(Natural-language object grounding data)
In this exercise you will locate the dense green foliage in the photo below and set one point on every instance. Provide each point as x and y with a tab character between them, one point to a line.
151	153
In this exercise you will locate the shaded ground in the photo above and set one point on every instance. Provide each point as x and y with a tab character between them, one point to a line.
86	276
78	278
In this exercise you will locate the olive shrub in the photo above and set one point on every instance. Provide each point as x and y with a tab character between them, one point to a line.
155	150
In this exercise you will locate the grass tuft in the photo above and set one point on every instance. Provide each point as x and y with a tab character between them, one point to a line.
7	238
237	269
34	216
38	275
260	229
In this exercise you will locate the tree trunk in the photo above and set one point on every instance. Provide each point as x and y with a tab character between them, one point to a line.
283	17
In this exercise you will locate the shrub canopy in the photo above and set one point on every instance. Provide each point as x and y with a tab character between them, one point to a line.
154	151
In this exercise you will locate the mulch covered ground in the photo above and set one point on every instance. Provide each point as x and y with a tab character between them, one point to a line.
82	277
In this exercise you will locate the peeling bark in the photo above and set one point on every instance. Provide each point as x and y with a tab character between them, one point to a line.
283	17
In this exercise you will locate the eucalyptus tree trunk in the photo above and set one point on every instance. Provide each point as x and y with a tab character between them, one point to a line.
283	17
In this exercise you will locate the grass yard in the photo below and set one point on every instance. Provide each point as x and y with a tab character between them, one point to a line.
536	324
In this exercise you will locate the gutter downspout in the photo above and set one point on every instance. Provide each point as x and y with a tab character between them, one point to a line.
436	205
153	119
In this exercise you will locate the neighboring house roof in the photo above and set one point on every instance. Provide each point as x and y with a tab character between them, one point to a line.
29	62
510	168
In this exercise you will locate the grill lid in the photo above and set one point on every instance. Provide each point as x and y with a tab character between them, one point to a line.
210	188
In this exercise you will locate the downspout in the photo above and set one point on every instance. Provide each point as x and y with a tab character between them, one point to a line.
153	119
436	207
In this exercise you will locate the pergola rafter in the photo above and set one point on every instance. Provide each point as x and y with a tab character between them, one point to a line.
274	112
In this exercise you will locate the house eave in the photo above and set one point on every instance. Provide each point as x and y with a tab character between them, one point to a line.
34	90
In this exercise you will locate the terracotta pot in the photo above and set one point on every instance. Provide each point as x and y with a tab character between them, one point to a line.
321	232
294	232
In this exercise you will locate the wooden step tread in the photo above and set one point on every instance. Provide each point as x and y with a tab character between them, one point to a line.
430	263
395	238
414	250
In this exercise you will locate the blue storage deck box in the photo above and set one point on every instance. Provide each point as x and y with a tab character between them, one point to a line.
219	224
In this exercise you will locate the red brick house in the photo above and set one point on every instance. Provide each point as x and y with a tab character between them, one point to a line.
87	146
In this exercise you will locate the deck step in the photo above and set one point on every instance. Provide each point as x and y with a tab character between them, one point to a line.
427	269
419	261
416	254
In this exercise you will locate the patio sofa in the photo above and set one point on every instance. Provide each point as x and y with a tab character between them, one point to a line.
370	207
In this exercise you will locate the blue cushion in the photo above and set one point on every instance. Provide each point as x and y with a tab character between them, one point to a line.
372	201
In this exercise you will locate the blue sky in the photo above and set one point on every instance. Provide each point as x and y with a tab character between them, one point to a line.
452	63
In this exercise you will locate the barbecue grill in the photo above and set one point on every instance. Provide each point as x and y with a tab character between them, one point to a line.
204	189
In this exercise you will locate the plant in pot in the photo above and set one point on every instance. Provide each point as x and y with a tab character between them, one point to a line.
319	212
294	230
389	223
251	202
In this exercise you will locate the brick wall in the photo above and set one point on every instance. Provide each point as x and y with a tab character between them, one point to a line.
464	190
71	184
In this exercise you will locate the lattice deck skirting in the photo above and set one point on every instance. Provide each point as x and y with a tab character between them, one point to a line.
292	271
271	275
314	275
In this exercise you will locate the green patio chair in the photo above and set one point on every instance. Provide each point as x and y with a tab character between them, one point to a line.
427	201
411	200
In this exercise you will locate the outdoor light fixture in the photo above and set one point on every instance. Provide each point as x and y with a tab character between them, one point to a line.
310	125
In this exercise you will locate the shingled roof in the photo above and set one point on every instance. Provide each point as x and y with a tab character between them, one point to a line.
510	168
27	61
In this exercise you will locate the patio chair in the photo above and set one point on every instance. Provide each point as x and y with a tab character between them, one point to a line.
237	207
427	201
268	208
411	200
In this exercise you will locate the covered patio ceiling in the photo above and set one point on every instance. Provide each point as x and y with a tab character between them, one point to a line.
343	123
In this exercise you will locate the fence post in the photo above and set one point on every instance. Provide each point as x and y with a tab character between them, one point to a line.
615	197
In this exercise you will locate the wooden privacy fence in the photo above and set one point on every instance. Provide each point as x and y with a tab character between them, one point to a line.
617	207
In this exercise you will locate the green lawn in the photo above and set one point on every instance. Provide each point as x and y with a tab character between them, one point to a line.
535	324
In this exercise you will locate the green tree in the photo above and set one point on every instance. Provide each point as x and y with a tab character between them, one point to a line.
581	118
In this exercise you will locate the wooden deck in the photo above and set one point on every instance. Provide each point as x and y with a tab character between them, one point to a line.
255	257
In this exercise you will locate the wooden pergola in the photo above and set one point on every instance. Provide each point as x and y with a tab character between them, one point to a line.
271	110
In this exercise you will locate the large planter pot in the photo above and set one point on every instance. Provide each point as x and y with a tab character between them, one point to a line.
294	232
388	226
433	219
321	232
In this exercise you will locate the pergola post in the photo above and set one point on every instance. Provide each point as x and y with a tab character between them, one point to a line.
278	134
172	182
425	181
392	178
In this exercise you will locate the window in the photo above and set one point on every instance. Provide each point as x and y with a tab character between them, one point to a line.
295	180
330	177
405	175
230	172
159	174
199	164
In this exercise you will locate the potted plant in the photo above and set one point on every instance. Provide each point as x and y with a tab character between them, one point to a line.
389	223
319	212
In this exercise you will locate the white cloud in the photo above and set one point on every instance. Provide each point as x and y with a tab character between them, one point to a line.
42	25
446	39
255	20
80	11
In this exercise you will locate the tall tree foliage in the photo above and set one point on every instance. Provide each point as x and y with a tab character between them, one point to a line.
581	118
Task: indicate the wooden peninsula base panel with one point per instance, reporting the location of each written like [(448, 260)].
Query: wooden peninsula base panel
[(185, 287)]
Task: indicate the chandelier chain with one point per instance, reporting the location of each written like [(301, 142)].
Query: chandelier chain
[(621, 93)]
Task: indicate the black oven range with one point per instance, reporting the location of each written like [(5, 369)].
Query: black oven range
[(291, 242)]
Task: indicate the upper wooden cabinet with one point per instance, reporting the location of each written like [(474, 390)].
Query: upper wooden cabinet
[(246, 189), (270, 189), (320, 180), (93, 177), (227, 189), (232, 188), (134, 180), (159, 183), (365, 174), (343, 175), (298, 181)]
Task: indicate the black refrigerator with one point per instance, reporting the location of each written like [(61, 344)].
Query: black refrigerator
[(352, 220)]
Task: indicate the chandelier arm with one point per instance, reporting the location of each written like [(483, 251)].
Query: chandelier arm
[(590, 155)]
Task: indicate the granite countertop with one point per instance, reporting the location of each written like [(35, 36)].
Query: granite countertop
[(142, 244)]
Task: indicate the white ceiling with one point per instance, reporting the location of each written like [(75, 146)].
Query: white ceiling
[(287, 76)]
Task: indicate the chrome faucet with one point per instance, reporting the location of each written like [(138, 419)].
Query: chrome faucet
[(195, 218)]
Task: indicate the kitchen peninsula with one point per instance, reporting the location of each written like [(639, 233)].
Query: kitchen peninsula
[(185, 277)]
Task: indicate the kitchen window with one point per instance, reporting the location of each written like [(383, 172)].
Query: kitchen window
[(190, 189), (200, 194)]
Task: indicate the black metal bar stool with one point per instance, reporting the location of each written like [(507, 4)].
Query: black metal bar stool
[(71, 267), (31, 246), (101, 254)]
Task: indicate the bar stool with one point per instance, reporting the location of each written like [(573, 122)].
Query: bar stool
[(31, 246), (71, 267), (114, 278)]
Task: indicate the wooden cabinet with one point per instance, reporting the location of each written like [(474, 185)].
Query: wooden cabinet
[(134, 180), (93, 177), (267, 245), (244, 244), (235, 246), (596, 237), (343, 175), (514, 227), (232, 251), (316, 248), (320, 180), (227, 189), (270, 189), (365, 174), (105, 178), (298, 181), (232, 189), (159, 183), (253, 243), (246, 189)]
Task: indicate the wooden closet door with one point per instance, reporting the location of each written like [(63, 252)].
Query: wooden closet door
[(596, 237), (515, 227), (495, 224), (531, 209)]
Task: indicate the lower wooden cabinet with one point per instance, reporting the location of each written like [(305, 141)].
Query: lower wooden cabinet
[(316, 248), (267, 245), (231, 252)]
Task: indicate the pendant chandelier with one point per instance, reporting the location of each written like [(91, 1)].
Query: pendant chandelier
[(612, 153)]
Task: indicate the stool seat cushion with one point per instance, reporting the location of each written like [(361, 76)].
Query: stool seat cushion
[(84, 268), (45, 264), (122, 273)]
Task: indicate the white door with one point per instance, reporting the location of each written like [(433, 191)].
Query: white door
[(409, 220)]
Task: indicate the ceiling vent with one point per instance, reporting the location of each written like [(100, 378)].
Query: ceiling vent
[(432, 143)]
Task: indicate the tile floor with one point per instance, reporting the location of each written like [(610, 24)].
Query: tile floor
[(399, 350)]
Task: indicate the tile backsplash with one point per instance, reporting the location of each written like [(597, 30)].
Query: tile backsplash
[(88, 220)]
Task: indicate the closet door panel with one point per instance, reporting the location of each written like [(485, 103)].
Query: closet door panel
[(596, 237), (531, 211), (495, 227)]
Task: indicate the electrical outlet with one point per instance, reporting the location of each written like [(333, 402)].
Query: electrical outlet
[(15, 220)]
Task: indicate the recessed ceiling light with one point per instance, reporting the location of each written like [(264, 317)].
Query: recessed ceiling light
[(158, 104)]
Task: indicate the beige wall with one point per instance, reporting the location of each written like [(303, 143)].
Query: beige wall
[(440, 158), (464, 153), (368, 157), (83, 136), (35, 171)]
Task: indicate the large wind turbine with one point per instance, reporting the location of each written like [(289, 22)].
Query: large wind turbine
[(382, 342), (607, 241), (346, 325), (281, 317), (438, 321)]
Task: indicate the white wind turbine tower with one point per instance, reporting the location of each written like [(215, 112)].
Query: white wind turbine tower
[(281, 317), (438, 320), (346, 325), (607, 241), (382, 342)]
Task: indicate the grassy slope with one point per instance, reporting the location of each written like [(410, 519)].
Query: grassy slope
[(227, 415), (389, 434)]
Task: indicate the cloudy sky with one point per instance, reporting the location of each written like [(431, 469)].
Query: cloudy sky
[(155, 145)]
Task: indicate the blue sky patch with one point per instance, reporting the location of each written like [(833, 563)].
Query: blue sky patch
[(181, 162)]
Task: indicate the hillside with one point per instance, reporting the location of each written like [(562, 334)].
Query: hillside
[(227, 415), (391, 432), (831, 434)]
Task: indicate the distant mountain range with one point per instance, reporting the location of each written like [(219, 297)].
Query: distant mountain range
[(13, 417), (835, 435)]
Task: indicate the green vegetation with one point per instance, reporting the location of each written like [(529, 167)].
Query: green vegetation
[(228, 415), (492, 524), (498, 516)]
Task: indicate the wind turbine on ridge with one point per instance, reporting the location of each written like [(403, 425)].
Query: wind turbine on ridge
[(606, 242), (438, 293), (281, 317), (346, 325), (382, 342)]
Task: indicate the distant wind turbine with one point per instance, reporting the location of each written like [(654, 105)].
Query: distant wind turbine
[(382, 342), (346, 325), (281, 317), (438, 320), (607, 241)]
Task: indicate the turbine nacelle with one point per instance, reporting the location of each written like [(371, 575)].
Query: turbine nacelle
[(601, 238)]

→ **WHAT YOU WILL DO**: Each line above from the one with "Task: indicate the lower" up to and including the one with "Task: indicate the stool" must be set down exactly, and no line outside that span may appear.

→ **EXERCISE ANSWER**:
Task: indicate the lower wooden cabinet with one point per instance, reporting the location of each written like [(305, 141)].
Query: lower wooden cabinet
[(316, 248), (267, 245), (231, 252)]
Task: indicate the pendant chandelier with one point per instance, reporting the location of each written like [(91, 1)].
Query: pendant chandelier
[(612, 153)]
Task: indicate the stool seat cushion with one point per instance, reporting the location of each written like [(361, 76)].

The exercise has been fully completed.